### Work required
Report each line of the entries below in which the string "window" appears, copying every such line in full.

[Begin Extracted records]

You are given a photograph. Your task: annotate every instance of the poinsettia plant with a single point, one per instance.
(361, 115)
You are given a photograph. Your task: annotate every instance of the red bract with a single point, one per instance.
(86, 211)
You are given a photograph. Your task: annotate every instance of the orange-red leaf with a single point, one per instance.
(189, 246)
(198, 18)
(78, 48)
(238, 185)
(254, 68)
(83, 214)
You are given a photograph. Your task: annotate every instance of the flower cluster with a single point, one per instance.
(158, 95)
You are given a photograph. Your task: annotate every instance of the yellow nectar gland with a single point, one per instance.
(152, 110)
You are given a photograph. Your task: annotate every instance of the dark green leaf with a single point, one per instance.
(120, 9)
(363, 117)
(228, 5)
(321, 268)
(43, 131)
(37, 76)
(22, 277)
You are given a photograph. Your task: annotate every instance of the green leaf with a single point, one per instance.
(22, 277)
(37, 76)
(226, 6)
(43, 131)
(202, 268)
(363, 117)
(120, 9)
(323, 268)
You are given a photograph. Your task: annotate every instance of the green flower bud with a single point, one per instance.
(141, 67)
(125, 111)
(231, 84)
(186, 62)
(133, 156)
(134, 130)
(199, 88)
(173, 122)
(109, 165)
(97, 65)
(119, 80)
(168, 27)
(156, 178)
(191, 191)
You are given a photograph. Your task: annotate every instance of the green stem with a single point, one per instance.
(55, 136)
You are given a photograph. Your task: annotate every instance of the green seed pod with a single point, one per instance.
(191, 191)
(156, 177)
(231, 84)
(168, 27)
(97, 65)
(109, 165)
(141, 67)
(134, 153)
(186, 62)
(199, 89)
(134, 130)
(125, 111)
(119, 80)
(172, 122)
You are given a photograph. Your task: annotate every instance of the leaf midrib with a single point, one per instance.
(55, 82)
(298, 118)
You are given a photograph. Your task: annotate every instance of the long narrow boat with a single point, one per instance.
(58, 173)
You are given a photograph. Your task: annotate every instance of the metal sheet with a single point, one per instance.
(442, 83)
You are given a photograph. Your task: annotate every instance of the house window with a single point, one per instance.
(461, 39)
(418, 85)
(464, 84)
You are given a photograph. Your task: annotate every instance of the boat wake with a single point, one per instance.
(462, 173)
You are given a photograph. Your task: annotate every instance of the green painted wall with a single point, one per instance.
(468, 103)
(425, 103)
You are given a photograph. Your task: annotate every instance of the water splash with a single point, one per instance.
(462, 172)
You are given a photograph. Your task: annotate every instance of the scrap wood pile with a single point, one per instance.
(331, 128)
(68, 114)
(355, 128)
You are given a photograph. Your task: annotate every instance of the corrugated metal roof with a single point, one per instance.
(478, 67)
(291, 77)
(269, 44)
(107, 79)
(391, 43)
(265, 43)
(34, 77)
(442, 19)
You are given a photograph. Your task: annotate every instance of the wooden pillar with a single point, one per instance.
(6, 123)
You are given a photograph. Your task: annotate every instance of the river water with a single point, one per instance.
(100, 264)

[End Extracted records]
[Begin Extracted records]

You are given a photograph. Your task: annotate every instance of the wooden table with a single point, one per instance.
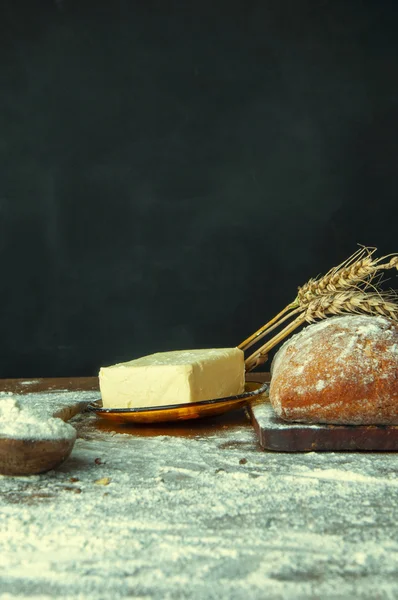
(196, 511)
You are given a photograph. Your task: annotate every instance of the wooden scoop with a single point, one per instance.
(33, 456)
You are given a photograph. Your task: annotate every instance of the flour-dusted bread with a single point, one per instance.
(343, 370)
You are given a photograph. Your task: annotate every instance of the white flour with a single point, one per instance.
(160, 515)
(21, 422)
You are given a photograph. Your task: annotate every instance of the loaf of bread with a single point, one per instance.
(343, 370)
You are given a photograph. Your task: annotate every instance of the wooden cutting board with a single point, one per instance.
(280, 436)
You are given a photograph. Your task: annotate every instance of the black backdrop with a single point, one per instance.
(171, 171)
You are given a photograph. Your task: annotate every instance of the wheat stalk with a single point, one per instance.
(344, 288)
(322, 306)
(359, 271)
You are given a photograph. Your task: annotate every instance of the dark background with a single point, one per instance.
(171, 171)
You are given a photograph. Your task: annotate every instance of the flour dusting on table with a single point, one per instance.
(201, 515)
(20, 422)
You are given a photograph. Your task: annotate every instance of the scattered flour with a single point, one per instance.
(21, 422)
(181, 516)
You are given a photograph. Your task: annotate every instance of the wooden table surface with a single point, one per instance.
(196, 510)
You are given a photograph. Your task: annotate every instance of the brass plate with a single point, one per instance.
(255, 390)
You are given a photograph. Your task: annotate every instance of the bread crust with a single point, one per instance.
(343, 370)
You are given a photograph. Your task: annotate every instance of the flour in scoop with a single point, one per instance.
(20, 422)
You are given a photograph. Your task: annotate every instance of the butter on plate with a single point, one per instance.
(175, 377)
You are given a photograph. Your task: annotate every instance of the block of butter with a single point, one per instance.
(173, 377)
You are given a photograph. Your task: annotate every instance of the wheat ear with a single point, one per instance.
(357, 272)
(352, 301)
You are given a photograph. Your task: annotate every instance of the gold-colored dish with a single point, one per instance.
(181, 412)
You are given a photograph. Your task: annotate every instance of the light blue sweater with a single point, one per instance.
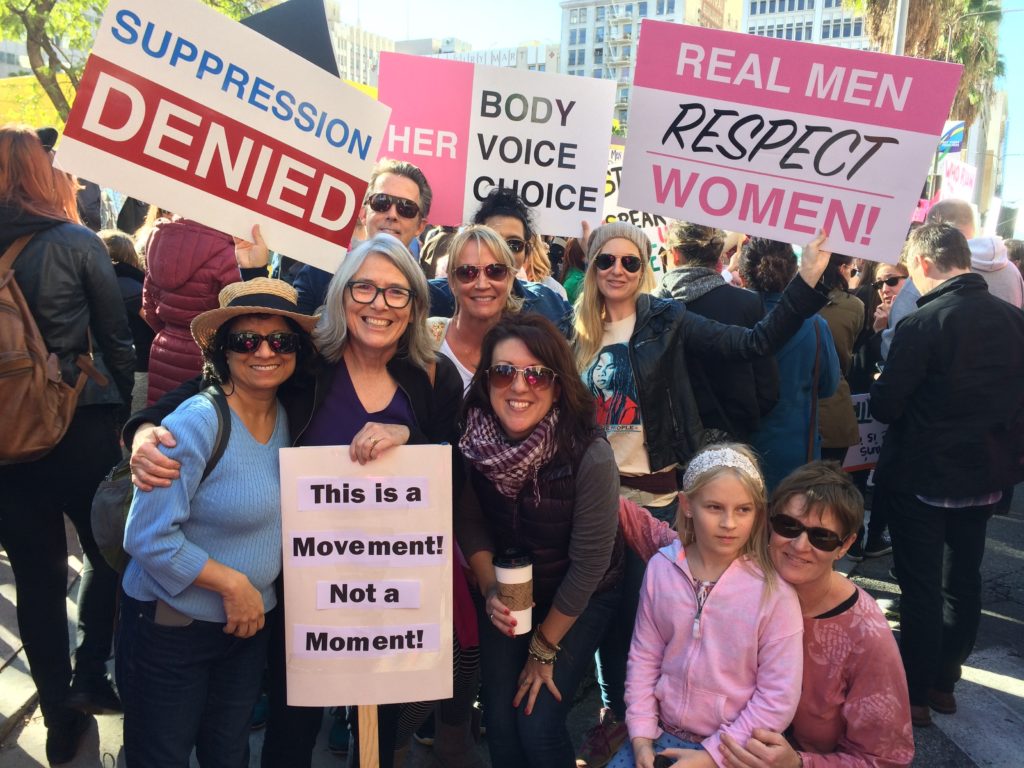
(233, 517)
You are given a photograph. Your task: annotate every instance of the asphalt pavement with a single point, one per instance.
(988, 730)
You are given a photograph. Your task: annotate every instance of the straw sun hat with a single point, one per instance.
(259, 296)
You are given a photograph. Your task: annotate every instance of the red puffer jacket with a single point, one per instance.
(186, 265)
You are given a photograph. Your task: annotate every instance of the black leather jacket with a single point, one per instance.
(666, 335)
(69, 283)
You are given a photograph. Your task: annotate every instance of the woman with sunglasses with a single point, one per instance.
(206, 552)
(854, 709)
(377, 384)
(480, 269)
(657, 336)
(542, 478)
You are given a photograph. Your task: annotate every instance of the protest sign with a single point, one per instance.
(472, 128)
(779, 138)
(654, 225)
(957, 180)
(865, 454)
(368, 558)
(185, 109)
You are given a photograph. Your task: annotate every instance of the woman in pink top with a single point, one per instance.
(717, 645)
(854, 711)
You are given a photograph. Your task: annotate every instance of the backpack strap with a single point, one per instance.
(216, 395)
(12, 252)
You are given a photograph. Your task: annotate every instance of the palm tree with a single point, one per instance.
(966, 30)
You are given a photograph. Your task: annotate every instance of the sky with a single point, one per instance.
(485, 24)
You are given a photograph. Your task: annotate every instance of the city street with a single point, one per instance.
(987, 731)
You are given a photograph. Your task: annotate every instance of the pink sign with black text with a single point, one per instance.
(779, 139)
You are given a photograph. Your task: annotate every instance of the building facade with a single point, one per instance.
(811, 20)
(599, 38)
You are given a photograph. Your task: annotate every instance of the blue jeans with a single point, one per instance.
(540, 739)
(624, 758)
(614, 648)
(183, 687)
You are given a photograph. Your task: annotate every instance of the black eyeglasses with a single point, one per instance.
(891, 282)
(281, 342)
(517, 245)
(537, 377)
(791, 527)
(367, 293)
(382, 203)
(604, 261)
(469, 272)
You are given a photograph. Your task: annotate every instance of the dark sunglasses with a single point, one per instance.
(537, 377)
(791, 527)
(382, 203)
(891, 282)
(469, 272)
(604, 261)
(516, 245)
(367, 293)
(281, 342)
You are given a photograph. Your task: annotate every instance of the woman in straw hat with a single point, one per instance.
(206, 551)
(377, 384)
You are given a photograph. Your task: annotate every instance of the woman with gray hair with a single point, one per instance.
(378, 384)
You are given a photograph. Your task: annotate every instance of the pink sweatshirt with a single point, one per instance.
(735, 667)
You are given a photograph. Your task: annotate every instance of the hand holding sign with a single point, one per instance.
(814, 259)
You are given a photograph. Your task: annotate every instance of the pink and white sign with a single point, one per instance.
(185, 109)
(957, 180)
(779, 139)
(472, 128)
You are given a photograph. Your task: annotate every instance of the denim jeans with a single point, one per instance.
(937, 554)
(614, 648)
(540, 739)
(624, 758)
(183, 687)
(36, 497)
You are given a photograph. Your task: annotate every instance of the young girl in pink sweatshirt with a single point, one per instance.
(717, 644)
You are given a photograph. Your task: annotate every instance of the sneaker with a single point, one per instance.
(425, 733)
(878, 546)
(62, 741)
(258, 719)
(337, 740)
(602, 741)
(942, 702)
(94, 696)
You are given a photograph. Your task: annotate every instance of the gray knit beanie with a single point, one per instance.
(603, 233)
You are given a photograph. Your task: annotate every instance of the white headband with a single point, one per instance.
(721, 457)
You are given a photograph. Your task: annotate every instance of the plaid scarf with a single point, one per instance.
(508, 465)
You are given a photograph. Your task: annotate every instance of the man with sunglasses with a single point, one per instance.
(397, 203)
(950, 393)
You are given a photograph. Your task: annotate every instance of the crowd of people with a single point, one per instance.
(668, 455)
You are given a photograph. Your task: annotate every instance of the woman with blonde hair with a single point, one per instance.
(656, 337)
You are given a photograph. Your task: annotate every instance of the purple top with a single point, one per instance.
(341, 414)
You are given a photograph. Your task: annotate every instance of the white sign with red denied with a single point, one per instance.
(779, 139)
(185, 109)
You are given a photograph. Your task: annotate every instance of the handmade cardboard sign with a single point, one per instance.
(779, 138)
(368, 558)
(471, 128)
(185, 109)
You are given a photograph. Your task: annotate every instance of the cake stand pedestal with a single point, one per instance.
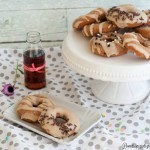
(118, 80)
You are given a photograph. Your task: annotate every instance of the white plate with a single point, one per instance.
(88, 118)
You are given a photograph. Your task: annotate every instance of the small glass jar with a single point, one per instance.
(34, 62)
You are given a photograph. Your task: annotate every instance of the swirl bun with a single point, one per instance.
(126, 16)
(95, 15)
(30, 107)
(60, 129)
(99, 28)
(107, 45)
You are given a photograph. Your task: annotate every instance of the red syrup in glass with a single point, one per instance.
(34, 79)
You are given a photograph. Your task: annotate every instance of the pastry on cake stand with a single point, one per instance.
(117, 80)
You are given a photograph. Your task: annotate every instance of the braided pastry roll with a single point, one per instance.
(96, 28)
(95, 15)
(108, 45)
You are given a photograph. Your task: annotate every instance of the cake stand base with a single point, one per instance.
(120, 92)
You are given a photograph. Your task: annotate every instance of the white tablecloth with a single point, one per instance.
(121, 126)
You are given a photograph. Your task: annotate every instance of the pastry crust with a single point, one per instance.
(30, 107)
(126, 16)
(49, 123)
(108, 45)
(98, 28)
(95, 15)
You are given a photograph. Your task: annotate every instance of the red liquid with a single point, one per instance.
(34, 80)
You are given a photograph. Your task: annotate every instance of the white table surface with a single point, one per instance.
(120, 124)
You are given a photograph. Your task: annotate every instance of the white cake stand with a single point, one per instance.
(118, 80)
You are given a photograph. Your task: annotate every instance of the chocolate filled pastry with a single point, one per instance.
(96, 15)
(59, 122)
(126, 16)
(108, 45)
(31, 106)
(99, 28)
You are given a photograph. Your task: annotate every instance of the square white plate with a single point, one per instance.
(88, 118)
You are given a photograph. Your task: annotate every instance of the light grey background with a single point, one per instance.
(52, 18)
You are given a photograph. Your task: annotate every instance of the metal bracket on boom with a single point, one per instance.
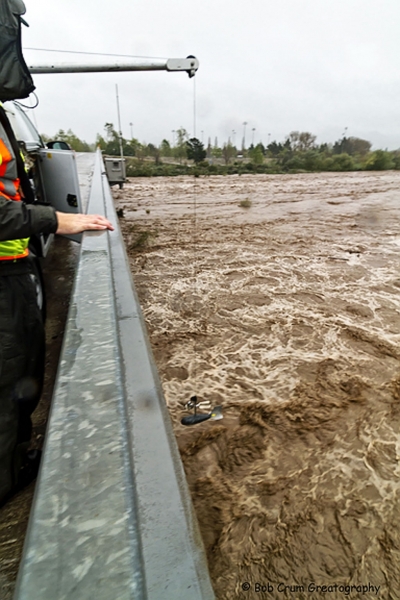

[End Extracted records]
[Begin Extracted records]

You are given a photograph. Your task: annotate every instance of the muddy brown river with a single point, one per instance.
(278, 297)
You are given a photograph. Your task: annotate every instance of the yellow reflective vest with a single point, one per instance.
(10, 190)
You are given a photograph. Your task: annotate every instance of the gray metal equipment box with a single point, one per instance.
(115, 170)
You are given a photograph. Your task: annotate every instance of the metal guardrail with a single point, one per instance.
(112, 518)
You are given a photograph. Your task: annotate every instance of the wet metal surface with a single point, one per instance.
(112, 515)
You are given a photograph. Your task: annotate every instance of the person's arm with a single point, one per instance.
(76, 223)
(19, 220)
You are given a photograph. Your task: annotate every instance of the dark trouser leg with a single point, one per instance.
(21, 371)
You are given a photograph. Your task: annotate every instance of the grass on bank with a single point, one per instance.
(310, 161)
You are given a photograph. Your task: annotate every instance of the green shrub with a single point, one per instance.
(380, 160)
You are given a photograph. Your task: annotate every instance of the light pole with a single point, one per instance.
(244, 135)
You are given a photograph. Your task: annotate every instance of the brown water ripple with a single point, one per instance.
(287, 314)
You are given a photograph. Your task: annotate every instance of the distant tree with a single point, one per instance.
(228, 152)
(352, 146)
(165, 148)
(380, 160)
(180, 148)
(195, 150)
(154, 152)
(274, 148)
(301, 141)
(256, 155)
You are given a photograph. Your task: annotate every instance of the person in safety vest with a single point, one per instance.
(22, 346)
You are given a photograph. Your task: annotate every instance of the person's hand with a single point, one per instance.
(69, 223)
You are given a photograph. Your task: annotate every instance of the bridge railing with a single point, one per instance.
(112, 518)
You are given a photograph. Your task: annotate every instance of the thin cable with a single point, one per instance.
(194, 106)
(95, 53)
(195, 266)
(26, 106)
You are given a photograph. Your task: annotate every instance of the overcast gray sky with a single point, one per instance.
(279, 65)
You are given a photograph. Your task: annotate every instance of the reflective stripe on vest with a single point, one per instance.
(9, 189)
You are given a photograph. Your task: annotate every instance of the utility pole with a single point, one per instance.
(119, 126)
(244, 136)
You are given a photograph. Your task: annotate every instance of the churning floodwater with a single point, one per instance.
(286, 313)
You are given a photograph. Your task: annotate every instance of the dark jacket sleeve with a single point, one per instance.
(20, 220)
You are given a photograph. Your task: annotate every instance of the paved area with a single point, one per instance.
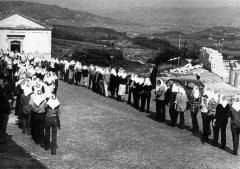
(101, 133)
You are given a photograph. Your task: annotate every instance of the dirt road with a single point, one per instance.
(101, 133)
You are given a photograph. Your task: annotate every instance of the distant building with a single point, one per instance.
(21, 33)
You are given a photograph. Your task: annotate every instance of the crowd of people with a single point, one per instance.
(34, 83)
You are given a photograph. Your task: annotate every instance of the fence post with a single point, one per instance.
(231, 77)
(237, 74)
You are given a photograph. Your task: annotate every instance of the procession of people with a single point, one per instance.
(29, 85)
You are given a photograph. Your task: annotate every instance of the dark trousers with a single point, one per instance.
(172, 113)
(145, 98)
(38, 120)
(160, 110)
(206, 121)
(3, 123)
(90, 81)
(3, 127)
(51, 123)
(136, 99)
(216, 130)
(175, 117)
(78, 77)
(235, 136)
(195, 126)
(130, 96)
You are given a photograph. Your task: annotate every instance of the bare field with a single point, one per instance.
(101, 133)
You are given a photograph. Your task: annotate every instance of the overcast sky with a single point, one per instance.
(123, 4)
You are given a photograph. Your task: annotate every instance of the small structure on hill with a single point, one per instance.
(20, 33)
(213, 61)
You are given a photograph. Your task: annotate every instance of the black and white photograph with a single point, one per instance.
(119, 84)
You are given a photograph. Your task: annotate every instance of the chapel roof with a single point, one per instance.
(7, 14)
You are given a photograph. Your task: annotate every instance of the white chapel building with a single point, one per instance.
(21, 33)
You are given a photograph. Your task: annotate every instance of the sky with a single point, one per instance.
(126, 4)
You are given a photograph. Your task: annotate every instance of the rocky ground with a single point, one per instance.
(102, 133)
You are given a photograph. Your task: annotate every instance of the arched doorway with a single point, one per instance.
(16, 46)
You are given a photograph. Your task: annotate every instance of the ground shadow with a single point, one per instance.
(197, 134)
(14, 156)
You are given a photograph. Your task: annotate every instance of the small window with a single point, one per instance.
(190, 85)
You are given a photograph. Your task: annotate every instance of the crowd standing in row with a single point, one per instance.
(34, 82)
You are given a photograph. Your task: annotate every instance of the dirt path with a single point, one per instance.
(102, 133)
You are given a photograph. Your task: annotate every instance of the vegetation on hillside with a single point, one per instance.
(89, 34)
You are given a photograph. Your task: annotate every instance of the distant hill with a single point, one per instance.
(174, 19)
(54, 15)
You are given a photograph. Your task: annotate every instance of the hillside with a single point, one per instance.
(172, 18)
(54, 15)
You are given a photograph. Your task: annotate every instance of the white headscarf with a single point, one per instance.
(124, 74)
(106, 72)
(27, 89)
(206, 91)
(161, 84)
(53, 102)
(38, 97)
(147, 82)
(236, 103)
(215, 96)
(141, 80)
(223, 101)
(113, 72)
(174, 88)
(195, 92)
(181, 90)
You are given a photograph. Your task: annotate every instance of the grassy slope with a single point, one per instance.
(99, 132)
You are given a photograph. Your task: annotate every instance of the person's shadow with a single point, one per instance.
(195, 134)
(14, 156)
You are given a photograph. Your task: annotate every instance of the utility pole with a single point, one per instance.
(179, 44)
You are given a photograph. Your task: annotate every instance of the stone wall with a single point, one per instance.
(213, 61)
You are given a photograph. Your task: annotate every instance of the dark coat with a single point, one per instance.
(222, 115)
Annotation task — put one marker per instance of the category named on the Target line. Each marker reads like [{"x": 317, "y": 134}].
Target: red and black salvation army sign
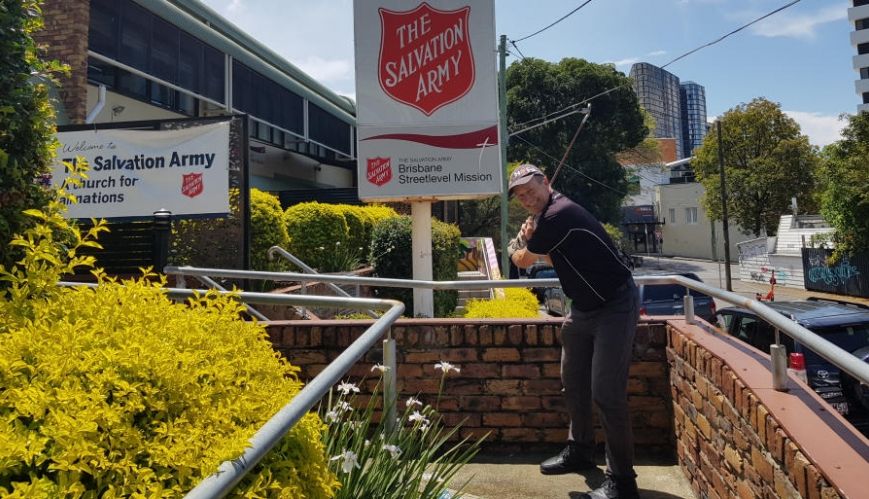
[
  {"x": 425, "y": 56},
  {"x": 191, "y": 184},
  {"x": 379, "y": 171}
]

[End Extracted records]

### Solution for this exercise
You are given a photograph. Your task: annotate every instance of the house window with a single point, one per instance.
You are given a photograph. Your task: annotate every instance of the small window with a single point, one per instance.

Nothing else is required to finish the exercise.